▶
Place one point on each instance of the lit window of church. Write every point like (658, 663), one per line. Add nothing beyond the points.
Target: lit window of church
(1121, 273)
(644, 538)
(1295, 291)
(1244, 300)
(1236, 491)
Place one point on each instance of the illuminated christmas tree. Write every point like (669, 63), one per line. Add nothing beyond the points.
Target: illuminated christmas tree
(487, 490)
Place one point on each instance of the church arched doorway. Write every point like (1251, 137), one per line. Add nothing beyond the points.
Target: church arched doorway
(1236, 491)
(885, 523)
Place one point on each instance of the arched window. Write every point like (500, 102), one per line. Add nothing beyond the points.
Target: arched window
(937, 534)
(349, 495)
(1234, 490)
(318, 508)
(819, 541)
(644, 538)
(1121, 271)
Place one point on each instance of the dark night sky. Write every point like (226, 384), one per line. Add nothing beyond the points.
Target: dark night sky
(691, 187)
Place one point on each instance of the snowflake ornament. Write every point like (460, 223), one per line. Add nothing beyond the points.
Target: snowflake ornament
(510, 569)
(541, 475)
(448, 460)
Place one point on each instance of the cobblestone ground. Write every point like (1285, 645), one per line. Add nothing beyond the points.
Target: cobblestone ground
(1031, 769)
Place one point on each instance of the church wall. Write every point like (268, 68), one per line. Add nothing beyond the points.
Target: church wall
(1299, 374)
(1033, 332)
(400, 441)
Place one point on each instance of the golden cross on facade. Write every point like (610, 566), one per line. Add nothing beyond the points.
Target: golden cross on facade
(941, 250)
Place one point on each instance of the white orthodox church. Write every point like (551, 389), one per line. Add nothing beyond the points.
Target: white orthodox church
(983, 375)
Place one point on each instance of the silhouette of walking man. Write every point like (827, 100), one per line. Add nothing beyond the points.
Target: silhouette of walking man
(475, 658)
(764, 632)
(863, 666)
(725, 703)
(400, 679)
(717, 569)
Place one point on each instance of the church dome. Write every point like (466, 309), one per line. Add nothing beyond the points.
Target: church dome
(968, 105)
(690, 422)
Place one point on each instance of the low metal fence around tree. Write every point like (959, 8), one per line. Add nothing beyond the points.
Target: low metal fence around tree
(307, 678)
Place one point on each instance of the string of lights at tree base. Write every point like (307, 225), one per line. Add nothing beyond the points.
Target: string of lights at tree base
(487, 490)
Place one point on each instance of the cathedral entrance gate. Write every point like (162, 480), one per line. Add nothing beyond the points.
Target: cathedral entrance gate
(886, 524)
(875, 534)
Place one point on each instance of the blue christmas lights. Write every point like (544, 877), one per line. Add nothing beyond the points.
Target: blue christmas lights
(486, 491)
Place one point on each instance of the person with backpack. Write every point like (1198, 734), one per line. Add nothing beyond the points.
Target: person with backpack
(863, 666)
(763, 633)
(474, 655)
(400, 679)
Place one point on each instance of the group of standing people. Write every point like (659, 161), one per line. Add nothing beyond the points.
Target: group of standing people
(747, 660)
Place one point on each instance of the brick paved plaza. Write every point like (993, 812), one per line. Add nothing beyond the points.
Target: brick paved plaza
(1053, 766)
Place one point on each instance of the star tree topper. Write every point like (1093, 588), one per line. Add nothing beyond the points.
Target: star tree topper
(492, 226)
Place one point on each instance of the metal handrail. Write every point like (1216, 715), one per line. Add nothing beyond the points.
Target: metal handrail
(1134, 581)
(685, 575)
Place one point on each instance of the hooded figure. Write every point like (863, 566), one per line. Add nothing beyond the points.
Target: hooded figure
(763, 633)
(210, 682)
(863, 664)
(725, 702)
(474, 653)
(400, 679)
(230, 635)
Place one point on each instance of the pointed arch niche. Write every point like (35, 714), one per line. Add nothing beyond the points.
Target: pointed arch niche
◀
Give the lines of the data from the line with "Place one point on each instance of the cobblestone" to the line with "(1031, 769)", both included, as a JSON list of strings. Make one string per line and leave out any blank lines.

Correct output:
[
  "Place one point on each instance of the cobblestone ground. Write every point like (1285, 645), one per line. Add nothing beyond the points.",
  "Target: cobblestone ground",
  "(1031, 769)"
]